*The records*

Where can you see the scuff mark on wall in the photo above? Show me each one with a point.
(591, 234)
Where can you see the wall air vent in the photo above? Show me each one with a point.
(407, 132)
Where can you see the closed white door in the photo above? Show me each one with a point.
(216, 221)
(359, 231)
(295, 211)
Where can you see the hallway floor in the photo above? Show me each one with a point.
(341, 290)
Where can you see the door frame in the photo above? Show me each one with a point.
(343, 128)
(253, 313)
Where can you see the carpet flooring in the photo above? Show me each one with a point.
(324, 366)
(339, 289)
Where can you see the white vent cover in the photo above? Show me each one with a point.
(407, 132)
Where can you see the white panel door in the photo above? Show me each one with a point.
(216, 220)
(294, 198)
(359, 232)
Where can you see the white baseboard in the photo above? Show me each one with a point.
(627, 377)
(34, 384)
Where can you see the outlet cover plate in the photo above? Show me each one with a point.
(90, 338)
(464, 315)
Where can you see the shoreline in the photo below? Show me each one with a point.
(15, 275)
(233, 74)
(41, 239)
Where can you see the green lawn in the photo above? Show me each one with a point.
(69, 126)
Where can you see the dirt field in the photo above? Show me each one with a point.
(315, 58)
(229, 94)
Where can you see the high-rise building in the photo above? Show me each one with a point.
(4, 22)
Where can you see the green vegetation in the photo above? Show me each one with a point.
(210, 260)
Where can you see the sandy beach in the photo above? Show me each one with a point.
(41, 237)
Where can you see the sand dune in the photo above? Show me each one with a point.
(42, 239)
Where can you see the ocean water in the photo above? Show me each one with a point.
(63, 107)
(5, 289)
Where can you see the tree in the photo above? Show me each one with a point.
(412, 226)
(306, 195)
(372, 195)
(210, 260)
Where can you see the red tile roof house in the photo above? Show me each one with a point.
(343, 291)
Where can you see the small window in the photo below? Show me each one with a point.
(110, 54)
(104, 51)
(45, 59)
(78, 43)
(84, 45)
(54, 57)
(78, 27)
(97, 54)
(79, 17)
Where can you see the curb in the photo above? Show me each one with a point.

*Activity*
Start from the line that holds "Where can you see the red" and print each line to the end of the records exactly, leaving out everything before it.

*Result of this exercise*
Where can you see the red tile roof house in the photo above? Show me each one with a point.
(343, 291)
Where can you see the small window in the photo below? Show me each one with a point.
(110, 54)
(104, 51)
(45, 59)
(78, 43)
(84, 45)
(54, 57)
(78, 27)
(97, 54)
(79, 17)
Where can you see the curb in the photo above? Show me each one with a point.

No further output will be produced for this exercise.